## WORK INSTRUCTIONS
Make an exact copy of all the entries shown below.

Natural language region descriptions:
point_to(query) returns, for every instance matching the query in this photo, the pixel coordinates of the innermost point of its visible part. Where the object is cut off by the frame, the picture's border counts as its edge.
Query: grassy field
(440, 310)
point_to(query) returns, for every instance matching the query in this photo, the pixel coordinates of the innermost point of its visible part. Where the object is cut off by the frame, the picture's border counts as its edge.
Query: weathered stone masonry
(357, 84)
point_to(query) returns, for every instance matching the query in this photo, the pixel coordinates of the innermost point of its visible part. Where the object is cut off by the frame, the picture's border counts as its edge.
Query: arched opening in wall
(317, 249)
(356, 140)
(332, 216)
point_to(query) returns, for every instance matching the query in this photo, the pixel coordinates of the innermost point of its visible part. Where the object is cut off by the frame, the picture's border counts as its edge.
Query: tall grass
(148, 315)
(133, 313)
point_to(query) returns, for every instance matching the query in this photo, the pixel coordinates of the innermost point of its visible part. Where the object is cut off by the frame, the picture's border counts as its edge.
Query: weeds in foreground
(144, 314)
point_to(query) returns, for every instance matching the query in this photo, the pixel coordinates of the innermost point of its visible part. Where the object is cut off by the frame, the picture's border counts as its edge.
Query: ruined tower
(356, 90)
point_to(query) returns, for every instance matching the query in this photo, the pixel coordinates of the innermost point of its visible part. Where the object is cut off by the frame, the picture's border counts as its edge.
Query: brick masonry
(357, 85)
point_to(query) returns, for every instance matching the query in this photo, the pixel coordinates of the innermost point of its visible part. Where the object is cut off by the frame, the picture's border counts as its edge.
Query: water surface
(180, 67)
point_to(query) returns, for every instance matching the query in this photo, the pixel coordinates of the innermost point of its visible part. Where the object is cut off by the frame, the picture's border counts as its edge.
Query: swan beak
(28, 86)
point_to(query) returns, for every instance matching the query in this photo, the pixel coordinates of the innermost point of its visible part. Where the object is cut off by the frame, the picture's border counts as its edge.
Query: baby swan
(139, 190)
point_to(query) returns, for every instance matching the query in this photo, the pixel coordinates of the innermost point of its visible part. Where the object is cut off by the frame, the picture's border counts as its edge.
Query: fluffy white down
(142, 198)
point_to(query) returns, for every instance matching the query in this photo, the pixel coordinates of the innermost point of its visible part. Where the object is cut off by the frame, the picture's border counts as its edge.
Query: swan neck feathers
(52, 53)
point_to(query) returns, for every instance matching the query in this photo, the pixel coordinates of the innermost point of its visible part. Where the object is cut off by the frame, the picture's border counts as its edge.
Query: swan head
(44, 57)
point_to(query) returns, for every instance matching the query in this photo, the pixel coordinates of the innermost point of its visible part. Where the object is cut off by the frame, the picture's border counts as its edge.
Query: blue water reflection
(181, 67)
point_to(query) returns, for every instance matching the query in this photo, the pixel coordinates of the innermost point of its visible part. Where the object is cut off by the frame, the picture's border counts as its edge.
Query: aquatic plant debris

## THE ANSWER
point_to(query) returns, for every instance matching the query in this photo, the pixel coordinates of the innermost point of its visible part. Where the object is cut off by the frame, the picture's border counts as its edge.
Query: grassy field
(440, 310)
point_to(query) returns, for every instance matching the query in this photo, the pixel coordinates of the innermost point of its visible part. Where the object is cut off by the frame, the picture's border counts as its edge.
Query: weathered stone masonry
(357, 84)
point_to(query) returns, for every instance matching the query in this photo, the pixel coordinates of the innermost point of its visible part. Where the object is cut off by the frame, the picture's border counts as its edge.
Query: arched opening in wall
(317, 249)
(356, 140)
(332, 216)
point_to(query) returns, for every instance matching the query in this photo, the pixel coordinates of the innermost point of its visible part. Where the object is cut off by the frame, the picture's border counts as its edge.
Query: tall grass
(148, 315)
(133, 313)
point_to(query) returns, for every instance matching the query in this photo, the pixel coordinates of the innermost point of its visible part. Where the object is cut off by the frame, the picture's border counts as its edge.
Query: weeds in foreground
(144, 314)
point_to(query) returns, for every instance matching the query in this photo, the pixel coordinates of the innermost point of its visible part. Where the object is cut off by the frame, the picture's border counts as its edge.
Query: ruined tower
(356, 90)
point_to(query) returns, for every instance matching the query in this photo, the pixel coordinates of the innermost point of its visible part. Where the object is cut off by the frame, the picture's border counts as its edge.
Query: brick masonry
(357, 85)
point_to(query) returns, for every instance matching the query in this photo, the pixel coordinates of the innermost point of its visible part. Where the object is cut off by the frame, the picture's border counts as its edge.
Query: water surface
(180, 67)
point_to(query) returns, for every instance matching the query in this photo, the pixel coordinates of the innermost point of its visible part. Where the object is cut off by the frame, the picture's border counts as its edge.
Query: swan beak
(28, 86)
point_to(query) returns, for every instance matching the query in this photo, the pixel coordinates of the innermost point of its visible part. Where the object is cut off by the frame, the picture's border counts as its edge.
Query: baby swan
(139, 190)
point_to(query) returns, for every instance matching the query in this photo, the pixel coordinates of the innermost point of its visible part. Where the object is cut off by the frame, the picture's border counts as its edge.
Query: fluffy white down
(142, 198)
point_to(query) returns, for every instance matching the query in this photo, the pixel coordinates of the innermost point of its visible part. Where the object is cut off by the frame, the picture's border counts as its edge.
Query: swan neck feathers
(52, 53)
point_to(query) returns, for every instance matching the query in this photo, the pixel coordinates of the innermost point of its visible part. Where the object is cut off by the frame, the picture's border counts as its edge.
Query: swan head
(44, 57)
point_to(query) returns, for every instance matching the query in this photo, the pixel coordinates of the innermost point of its visible part. Where the object is cut off by the frame, the picture's border counts as its edge.
Query: blue water reflection
(181, 67)
point_to(query) returns, for every instance matching the query in this photo, the pixel coordinates of the innermost point of its visible part. Where the object is cut off by the frame, the picture's border counts as its edge.
Query: aquatic plant debris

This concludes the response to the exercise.